Your task:
Please return the data word for word and leave out any picture it contains.

⁂

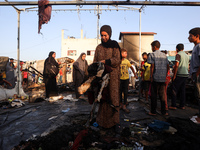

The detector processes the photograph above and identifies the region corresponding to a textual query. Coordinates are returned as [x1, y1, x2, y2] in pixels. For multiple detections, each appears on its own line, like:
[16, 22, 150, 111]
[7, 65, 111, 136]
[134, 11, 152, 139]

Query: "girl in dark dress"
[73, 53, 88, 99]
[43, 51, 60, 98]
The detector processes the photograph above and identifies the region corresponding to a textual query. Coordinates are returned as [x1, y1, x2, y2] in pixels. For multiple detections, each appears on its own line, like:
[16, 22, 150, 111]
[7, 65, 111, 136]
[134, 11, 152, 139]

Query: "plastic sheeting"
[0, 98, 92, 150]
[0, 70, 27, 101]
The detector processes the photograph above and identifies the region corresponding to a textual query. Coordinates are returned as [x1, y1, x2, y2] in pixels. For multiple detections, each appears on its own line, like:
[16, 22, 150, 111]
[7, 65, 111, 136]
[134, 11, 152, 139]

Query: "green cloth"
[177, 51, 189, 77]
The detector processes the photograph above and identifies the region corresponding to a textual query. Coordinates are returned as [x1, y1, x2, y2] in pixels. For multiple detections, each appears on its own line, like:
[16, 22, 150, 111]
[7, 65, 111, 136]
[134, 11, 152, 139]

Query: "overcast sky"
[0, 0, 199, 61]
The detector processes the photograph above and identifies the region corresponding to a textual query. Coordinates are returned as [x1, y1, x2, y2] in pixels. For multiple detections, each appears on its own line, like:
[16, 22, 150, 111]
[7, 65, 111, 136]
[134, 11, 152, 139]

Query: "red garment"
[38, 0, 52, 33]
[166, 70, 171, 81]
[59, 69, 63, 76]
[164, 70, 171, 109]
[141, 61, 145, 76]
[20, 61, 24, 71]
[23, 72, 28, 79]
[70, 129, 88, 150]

⁂

Response:
The detector processes the photograph above and identifies the region corresponding to a textual query. Coordinates are returned as [x1, y1, x2, y2] in pixels. For multiple detections, each appears on its own line, like:
[16, 22, 150, 111]
[7, 65, 111, 136]
[134, 11, 152, 139]

Query: "girl in dark dress"
[73, 53, 88, 99]
[43, 51, 60, 98]
The detector processes the photograph above and identifies the region corresponding to a textual query. Coordinates are returned as [x1, y1, x2, y2] in pixels. For multiple detections, each appears on its own line, like:
[16, 22, 150, 111]
[7, 65, 111, 136]
[134, 11, 152, 139]

Query: "plastic sheeting"
[0, 98, 92, 150]
[0, 70, 27, 101]
The detector processes the photograph above and identifies the region corresponding to a textual query. Coordinates are returned as [x1, y1, x2, y2] in pixels. For multiple detections, each appears on its own line, like:
[16, 22, 150, 111]
[7, 65, 111, 136]
[134, 11, 152, 139]

Query: "green cloth"
[177, 51, 189, 77]
The detector processes the photograph above and identifies the region corresponding to a textual query. Coordinates are returned as [x1, y1, x2, y2] in pixels. For multiple detections, each appears on its own line, like:
[16, 22, 150, 111]
[7, 65, 111, 136]
[134, 11, 152, 139]

Query: "overcast sky"
[0, 0, 199, 61]
The detector processes the photograph above and identifies the region corresponding to a textual query. Coordinates are returned as [x1, y1, x2, y2] in pixels. For multiple detections, each appears on its own line, like:
[16, 22, 150, 111]
[7, 65, 111, 136]
[134, 11, 152, 139]

Query: "red garment"
[38, 0, 52, 33]
[166, 70, 171, 81]
[59, 69, 63, 76]
[164, 70, 171, 109]
[141, 61, 145, 76]
[20, 61, 24, 71]
[23, 72, 28, 79]
[70, 129, 88, 150]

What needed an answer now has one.